## SET PROBLEM
Duplicate, without alteration, every line from the one containing "Mark the out-of-focus" down to the final line below.

[Point annotation records]
================================
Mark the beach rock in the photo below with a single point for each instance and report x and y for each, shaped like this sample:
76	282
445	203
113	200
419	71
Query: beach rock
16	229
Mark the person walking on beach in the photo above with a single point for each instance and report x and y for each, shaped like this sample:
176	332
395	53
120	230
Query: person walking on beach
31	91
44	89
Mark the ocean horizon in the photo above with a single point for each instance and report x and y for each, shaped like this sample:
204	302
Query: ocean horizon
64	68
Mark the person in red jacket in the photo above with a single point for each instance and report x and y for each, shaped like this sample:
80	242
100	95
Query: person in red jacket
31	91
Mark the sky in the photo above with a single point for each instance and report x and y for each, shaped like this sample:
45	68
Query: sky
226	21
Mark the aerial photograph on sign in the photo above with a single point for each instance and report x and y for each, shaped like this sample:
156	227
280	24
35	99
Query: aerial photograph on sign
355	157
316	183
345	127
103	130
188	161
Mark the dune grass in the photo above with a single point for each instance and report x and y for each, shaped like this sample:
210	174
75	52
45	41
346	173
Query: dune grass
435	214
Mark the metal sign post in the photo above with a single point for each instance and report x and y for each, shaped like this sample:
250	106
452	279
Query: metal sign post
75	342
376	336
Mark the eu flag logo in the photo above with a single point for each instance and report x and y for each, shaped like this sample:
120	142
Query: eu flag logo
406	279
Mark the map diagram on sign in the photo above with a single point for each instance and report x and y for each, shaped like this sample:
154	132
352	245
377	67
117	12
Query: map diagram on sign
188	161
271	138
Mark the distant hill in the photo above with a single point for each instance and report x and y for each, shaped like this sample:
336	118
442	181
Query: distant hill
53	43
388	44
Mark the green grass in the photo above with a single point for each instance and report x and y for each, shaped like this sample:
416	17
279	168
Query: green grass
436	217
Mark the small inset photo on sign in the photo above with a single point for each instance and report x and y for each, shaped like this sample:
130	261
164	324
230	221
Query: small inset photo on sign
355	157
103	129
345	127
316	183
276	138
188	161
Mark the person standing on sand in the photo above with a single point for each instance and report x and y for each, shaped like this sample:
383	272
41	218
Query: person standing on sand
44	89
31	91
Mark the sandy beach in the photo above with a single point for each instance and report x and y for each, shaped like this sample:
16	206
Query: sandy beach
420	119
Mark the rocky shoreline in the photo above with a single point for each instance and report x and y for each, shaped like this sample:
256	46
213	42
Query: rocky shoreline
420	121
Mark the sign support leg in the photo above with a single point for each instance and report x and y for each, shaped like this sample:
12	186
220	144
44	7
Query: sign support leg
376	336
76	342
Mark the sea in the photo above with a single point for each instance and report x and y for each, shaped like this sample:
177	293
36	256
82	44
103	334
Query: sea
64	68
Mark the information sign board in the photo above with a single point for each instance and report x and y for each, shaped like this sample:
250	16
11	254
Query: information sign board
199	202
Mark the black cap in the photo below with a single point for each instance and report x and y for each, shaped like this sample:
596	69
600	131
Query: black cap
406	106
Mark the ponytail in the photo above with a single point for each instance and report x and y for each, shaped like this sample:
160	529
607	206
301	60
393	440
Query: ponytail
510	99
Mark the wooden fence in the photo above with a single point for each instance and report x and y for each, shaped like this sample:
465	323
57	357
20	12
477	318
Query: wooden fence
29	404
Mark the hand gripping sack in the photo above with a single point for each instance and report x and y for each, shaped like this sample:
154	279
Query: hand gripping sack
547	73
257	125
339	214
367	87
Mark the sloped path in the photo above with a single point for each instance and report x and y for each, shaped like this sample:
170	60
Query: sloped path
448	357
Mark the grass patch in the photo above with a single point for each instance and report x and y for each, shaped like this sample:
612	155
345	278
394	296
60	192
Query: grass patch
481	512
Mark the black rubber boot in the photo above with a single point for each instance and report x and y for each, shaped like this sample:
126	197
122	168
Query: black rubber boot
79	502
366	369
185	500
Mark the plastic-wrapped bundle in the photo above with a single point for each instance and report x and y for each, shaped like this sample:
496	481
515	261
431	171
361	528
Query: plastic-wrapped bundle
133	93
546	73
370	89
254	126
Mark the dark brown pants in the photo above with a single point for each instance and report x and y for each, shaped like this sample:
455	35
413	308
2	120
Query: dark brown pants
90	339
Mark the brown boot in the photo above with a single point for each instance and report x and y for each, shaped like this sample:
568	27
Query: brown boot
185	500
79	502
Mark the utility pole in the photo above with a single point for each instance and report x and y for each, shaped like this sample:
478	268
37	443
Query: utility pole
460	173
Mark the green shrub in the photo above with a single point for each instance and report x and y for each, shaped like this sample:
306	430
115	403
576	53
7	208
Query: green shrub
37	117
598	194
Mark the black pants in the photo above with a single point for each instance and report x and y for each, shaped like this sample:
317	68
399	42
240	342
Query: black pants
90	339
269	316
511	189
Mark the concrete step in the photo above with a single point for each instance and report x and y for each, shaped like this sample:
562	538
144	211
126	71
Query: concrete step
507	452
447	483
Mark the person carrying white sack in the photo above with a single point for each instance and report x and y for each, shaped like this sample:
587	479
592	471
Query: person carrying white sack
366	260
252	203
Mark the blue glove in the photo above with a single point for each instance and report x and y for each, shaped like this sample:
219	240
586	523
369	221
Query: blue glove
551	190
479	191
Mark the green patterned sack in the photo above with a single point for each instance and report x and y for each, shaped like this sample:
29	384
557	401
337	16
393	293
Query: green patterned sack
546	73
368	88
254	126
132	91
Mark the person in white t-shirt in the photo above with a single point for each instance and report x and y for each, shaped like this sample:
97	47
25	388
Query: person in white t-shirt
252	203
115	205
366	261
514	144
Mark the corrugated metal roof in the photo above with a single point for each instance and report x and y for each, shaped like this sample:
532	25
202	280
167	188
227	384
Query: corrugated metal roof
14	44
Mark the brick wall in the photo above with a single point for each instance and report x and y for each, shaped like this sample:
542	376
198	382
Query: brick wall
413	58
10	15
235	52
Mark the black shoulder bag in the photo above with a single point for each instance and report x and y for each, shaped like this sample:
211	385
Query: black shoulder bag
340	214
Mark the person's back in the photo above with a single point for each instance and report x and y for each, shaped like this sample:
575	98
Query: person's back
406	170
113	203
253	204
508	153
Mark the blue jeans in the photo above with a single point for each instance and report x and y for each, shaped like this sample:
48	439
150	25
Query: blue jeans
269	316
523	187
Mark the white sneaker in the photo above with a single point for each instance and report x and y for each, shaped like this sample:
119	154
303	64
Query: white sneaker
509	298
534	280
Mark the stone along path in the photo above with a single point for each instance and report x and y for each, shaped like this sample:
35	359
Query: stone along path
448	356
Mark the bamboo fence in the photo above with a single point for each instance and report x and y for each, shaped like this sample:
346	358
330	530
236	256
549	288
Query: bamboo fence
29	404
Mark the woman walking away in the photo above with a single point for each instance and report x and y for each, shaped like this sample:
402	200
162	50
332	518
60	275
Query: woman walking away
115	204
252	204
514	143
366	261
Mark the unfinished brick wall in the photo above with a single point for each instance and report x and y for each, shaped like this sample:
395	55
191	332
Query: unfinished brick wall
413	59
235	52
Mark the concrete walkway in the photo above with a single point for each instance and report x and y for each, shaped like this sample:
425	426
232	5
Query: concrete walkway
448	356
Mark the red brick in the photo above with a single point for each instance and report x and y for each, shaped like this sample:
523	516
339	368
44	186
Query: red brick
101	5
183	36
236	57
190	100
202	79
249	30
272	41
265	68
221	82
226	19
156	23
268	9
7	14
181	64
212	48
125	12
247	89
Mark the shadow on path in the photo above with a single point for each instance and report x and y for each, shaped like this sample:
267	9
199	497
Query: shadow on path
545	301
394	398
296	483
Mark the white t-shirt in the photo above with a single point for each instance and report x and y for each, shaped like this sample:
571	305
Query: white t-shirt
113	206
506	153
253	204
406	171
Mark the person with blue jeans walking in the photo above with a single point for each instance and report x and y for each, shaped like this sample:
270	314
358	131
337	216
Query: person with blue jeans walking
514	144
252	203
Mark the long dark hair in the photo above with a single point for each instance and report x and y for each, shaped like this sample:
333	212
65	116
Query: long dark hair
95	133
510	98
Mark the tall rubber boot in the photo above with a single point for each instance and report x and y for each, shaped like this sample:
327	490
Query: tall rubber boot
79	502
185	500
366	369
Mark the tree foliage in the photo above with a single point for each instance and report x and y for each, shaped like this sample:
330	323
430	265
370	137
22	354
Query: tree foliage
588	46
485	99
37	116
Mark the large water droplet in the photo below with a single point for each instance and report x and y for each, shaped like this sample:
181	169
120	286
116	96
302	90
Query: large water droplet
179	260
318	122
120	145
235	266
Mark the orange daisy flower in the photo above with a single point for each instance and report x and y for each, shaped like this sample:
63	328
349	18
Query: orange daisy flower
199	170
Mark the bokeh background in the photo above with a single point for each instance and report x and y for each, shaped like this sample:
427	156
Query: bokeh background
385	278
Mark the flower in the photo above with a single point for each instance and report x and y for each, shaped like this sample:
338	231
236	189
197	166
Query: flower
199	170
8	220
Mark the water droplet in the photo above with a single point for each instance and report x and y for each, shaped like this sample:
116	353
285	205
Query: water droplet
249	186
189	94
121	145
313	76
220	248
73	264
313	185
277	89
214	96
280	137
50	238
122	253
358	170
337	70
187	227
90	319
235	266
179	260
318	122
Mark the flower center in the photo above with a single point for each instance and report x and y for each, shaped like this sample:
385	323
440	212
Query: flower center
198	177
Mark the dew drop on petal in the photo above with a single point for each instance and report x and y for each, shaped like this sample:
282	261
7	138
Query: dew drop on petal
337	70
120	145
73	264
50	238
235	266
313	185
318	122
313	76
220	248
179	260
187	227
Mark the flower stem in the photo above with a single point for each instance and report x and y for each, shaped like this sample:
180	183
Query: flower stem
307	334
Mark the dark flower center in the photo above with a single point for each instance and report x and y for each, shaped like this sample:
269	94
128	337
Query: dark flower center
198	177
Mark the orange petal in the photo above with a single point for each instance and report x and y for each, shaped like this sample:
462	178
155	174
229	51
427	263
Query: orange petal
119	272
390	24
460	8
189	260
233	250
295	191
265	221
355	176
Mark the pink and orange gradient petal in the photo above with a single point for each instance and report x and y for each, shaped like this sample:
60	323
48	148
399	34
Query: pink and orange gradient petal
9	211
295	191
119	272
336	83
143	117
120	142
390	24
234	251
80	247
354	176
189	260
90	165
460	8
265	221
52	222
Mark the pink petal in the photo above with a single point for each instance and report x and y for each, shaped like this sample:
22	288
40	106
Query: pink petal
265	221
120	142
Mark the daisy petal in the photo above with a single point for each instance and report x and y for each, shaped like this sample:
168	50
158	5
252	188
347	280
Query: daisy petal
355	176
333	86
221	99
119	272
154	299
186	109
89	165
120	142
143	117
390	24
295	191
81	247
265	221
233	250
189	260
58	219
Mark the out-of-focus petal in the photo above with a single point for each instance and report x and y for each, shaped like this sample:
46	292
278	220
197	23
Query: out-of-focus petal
================================
## THE RESULT
Mark the out-of-focus petal in the photo above with a single point for each instance and report x and y for each, shaped like this sample:
46	292
278	220
197	23
Query: out-of-focus petal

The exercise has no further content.